▸ **Instructions to follow**:
Every entry must be given again exactly as it is written.

▸ **Excerpted data**:
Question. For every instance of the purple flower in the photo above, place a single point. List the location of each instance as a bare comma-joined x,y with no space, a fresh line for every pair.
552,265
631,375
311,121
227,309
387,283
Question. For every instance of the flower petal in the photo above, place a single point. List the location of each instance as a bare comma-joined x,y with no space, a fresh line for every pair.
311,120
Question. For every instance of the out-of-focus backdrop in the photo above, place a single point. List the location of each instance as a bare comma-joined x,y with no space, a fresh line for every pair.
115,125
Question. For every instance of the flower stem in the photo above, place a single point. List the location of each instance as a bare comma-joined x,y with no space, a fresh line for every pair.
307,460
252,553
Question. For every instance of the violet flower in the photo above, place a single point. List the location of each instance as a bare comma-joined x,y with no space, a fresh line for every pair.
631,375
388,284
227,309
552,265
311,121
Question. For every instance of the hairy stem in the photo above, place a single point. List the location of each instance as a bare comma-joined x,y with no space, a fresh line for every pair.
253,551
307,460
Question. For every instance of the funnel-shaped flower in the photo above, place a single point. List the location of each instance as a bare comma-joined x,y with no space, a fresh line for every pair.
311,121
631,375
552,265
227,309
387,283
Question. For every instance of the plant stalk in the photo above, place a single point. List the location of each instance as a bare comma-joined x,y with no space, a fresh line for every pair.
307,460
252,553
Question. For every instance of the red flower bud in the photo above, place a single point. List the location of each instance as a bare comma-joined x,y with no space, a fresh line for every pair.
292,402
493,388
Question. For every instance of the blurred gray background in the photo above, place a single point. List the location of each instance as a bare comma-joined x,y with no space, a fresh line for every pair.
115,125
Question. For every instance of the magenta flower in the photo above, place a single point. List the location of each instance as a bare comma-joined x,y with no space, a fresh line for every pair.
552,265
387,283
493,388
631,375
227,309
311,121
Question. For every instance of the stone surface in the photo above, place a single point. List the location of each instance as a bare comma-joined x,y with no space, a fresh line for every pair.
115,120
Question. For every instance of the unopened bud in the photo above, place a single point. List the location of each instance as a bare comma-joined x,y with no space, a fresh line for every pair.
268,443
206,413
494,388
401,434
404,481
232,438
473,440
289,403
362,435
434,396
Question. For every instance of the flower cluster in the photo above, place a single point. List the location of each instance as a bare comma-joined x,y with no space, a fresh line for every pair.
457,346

▸ **Answer to this exercise**:
Question. For every instance of the purple flower in the photo above, place a single point. List the location of each instance as a bare comma-joined x,y with no space, a fresh line for every pair.
552,265
631,375
311,121
227,309
387,283
Question. For every instance of the flower petal in the photo above, place a single point. List the location of each instance as a bare comma-joined x,y with no space, a fresh line for every pair.
311,120
Question. For every instance of the out-of-focus backdrop in the photo above, place a single point. List the location of each instance as a bare comma-joined x,y with no space, a fresh line for every pair.
115,125
Question. For every instance of the flower stem in the photo above, place a single point. List the location of each instance as a bare comma-joined x,y with no space, a fresh line for every pair.
307,460
252,553
Question. For every instance of the violet flower in the photo above, place a single point. List the location of each instance as a bare comma-joined x,y with no space, a fresh line for every pair.
631,375
388,284
227,309
552,265
311,121
Question. For every instance of the hairy stem in the photo above, place a single point. List the location of each instance as a bare comma-joined x,y with no space, a fresh line for every pair.
253,551
307,460
Question. For every instance of the funnel-shaped flower in the photo above, place a single point. List the location of each instance as a bare comma-joined x,y with no space, a fresh line for every pair.
311,121
631,375
552,265
227,309
387,283
Question. For every instance of the plant stalk in the photo above, place a single point. List the location of each instance as a bare comma-joined x,y with no space, a fresh line for every pair.
307,460
252,553
Question. For every instance of the red flower bud in the photo above, place a single point. List the location of each instance as a bare comma-joined x,y with no space, a fresh line for every pair.
292,402
493,388
Question. For every instance of the blurred gray background in the photo above, place a single point. List the location of each instance as a bare comma-joined x,y with no space, a fresh line for every pair.
115,125
Question. For every instance of the magenta flower in the photo above, place a single point. List the location of each instance as a bare comma-joined x,y with no space, a fresh line for every pair.
552,265
387,283
493,388
631,375
227,309
311,121
Question. For every instance of the stone surface in the photo above, place a single point. List the location of each instance as a bare comma-joined x,y with no space, a fresh line for every pair.
115,120
Question. For every instance of the unopened bud in the photo above, place a single point. List the location of each instance as a bare comma-joined x,y with no space, a fresh line for every pair.
268,443
206,413
494,388
401,434
404,481
232,438
473,440
289,403
362,435
434,396
Question. For every instance of the flower cluster in the photo above, place a single point. List the location of each instance as a bare comma-joined x,y with no space, a fresh line for every pair.
457,346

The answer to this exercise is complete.